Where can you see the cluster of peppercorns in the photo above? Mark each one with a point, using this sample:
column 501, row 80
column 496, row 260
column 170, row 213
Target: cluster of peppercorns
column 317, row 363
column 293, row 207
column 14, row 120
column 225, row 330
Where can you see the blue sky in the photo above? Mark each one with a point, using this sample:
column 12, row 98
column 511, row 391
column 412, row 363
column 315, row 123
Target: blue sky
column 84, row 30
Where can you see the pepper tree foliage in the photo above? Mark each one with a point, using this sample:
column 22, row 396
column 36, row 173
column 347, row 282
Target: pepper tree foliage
┄┄┄┄┄┄
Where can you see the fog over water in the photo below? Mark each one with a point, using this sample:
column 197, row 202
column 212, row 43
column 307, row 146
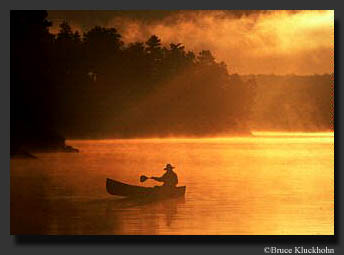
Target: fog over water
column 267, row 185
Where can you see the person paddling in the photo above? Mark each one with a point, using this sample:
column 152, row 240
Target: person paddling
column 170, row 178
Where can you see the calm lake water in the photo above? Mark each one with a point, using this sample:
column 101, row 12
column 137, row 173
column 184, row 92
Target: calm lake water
┄┄┄┄┄┄
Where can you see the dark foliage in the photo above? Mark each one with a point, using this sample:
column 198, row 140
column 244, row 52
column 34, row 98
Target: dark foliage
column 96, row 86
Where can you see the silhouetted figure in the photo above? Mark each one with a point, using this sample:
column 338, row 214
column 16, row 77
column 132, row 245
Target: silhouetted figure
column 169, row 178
┄┄┄┄┄┄
Copy word for word everything from the line containing "Where can you see the cluster" down to the line containing "Target: pepper tree foliage", with both of those lines included.

Final answer:
Where can you see the cluster of peppercorns in the photo above? Mark each one with a point, using this sample:
column 501, row 80
column 496, row 260
column 170, row 213
Target: cluster of peppercorns
column 317, row 363
column 293, row 207
column 14, row 120
column 225, row 330
Where can you see the blue sky in the photo above? Mark each one with a point, using this sample:
column 12, row 98
column 511, row 391
column 412, row 363
column 315, row 123
Target: blue sky
column 84, row 30
Where can you see the pepper tree foliage in the photo above? Mark each one with a point, using this sample:
column 22, row 396
column 36, row 173
column 347, row 282
Target: pepper tree foliage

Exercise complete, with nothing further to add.